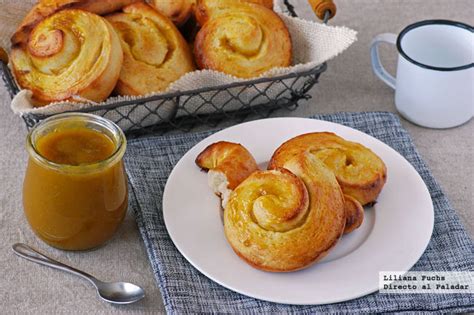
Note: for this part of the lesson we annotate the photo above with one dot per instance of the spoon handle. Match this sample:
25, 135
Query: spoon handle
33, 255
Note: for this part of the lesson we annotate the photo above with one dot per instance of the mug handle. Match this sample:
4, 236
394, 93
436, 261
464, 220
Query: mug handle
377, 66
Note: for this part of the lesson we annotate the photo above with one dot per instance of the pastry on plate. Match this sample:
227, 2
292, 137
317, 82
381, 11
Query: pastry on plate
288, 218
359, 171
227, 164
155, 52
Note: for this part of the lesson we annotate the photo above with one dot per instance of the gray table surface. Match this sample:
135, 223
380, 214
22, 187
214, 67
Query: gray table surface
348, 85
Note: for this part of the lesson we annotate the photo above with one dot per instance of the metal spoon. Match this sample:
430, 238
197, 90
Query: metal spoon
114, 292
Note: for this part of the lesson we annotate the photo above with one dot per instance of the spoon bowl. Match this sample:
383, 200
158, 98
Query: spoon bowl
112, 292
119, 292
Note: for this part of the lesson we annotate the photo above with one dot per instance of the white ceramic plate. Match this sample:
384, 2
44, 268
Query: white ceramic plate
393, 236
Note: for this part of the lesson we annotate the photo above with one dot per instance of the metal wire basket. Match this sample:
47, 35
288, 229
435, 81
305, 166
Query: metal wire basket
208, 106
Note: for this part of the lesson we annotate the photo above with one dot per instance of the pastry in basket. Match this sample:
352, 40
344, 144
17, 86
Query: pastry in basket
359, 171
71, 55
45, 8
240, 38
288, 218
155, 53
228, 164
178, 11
==*==
■ **WORK ITEM**
Give the material above again exactly as it stands, minus any images.

■ **WRITTEN RESPONSE**
Note: for this part of the lesson we annotate the photo above with one dot per instance of the spoon handle. Match this sample:
25, 135
Query: spoon handle
33, 255
Note: for this part of the lesson we annotate the photo above with one dot per instance of the mug handle. Match this sample:
4, 236
394, 93
436, 261
464, 220
Query: mug handle
377, 66
Note: for this part of the lesson we annotate the photo above with one dot per instance of the pastry on plate. Match this sample:
227, 2
292, 137
317, 82
381, 11
Query: pastry on plate
288, 218
359, 171
227, 164
155, 52
Note: for this part of the lesson we annotate the photo above with one dot per instance of the gray table surface. Match this sample:
135, 223
380, 214
22, 187
214, 67
Query: gray table surface
348, 85
Note: for this part of the lesson we annotate the photo above with one dot per instance of the metal spoon. Match this sample:
430, 238
197, 90
Query: metal spoon
114, 292
Note: for this part of the lesson we annotate the photo above with one dot per instance of the spoon bowl. Match this sample:
383, 200
158, 98
Query: spoon bowl
112, 292
119, 292
Note: for this part of the lesson we annotate the photo above with one dot per instance of the white ceramic plate. Match this sample:
384, 2
44, 268
Query: white ceramic plate
393, 236
Note: for this part of the lesson we annotate the photo above with one dot per instance of the metal wire basket. Match this sample:
47, 35
288, 229
435, 81
305, 166
Query: metal wire basket
208, 106
Note: for this part of the lesson we annotate the photo above with one dot per instance of the pastry in basket. Match this sample:
352, 40
344, 144
17, 86
Query: pastry in basket
359, 171
71, 55
45, 8
240, 38
288, 218
155, 53
228, 164
178, 11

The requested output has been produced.